== Given problem ==
Return each line of the data below that contains the word "driveway", copying every such line in full.

Records held in a dataset
----------------------------------------

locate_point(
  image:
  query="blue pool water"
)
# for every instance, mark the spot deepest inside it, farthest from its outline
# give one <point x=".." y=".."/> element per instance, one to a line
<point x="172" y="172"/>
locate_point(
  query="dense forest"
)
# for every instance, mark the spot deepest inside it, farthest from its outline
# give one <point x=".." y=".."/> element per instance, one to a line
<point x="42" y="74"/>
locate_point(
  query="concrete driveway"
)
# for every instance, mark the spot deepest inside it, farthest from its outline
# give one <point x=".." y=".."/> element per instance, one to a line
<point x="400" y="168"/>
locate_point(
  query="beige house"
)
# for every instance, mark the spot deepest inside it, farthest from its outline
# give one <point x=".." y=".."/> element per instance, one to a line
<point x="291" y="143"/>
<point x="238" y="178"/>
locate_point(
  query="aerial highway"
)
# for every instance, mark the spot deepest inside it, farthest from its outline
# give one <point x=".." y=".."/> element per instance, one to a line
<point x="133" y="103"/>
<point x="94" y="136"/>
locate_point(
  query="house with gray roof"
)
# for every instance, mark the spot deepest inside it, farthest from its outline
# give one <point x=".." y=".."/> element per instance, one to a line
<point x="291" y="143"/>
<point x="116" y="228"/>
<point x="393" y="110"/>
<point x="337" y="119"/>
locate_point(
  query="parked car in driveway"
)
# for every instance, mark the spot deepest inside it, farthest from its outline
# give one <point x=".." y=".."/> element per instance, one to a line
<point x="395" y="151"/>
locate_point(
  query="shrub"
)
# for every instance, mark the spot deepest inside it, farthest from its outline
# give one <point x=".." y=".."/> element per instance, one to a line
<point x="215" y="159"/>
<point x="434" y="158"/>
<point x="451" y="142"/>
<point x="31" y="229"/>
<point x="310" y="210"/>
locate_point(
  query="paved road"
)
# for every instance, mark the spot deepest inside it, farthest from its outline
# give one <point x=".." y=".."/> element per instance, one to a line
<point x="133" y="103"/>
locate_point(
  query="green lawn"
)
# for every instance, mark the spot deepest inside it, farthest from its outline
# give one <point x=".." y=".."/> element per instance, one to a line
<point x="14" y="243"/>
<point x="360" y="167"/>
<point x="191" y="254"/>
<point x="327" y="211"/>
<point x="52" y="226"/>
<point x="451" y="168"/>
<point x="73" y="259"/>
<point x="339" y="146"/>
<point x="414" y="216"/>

----------------------------------------

== Result for this exercise ==
  query="concrete driveway"
  query="parked car in driveway"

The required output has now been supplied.